▸ **Material provided**
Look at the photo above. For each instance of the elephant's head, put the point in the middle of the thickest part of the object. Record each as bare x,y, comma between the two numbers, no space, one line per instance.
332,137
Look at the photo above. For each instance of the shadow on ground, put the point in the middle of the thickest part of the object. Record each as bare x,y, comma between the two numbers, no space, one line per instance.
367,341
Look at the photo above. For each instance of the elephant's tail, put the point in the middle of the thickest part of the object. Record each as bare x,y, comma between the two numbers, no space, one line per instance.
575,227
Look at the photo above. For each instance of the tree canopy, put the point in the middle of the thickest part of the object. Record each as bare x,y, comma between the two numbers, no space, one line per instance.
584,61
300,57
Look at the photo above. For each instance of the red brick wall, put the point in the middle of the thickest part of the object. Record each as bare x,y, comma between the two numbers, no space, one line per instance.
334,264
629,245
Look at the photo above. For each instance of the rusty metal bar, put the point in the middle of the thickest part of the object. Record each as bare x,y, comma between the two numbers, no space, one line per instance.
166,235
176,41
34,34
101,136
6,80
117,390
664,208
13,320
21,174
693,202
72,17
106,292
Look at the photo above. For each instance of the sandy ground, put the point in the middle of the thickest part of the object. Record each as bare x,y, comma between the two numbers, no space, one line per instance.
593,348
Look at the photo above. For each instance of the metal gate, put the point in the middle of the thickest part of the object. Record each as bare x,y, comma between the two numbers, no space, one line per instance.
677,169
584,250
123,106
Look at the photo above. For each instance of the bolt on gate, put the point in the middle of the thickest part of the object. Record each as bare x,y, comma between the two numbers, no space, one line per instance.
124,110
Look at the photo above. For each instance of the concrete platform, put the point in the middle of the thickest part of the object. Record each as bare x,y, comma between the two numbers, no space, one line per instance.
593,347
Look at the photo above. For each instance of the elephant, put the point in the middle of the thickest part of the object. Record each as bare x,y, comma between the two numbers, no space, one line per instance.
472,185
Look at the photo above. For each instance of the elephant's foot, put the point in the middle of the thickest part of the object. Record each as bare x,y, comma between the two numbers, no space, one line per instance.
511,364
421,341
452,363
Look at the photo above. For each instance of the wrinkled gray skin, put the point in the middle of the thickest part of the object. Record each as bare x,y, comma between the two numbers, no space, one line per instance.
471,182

▸ **Aim**
Reproduce the records in full, exactly as written.

▸ **Exercise answer**
Look at the photo above. For each instance of the elephant's head, put the point in the middle of the thickest part of the object. Record each as bare x,y, comma between the two numbers, no space, one line per instance.
332,137
Look at the photo above. For each instance of the shadow on ground, put the point in the middle of the thickest part of the object. Record each as bare x,y, comma between the two numbers, no space, one line per instance.
367,341
Look at the photo above. For each instance of the elephant's tail, put the point in the middle of the thickest part of the object. Record each as bare x,y, comma between the two numbers, no space, one line per instance.
575,227
Look at the photo above. For each instance of the tree canopy, put the point in the middle of the thickest part of the object. Record each as bare x,y, comma between the two numbers, no space, one line per instance.
584,61
300,57
Look at the photo above. For each instance of the red brick wall, put the point in the middle of the thickest part of the object. Record each as bare x,y, comma between the two numbers, no space, one line per instance.
334,264
629,245
Look at the photo above. For each instance of the rusty metal bar, put the point in the middle of the thickest part of the object. Record each as bare x,y, comma between the two numbers, no space, one line per instance.
166,235
176,41
34,34
101,136
6,80
117,390
664,208
13,320
21,174
693,202
72,17
106,292
Look at the photo above. For each instance of the sandy ground, put the point in the middle of the thickest part of the object. Record each as bare x,y, comma between the two numbers, no space, one line per instance.
593,348
Look at the photo above. For each instance of the metal gate, put the point in the middle of the thickest part of the object. Record each as bare x,y, comma between the two numbers, no space, one line per instance.
677,169
584,250
123,106
Look at the photo above. For each instance of the bolt on gate, put the point in the middle of the thickest part of the object. Record each as bare x,y, comma between the two numbers, no space, one line per instance.
124,110
Look at the photo above. For each instance of the concrete platform, put the point in the middle of the thickest part of the object. Record each as bare x,y, comma between the two numbers, no space, one line per instance.
593,347
Look at the photo above. For each instance of the elephant, put the point in the middle of the thickest part of the object. Record each as bare x,y, comma between the two numbers, no space, one line per instance.
472,185
Look at the photo above. For each instance of the elephant's foot, put the point in the middle of the thickest part of the object. Record each as bare x,y, comma between the two numbers, no space, one line per instance.
511,364
421,341
452,363
Look at the photo above. For each instance of the wrinkled gray skin, put the point in the middle of the thickest part of the object. Record each as bare x,y, comma between the two numbers, no space, one line per instance.
471,182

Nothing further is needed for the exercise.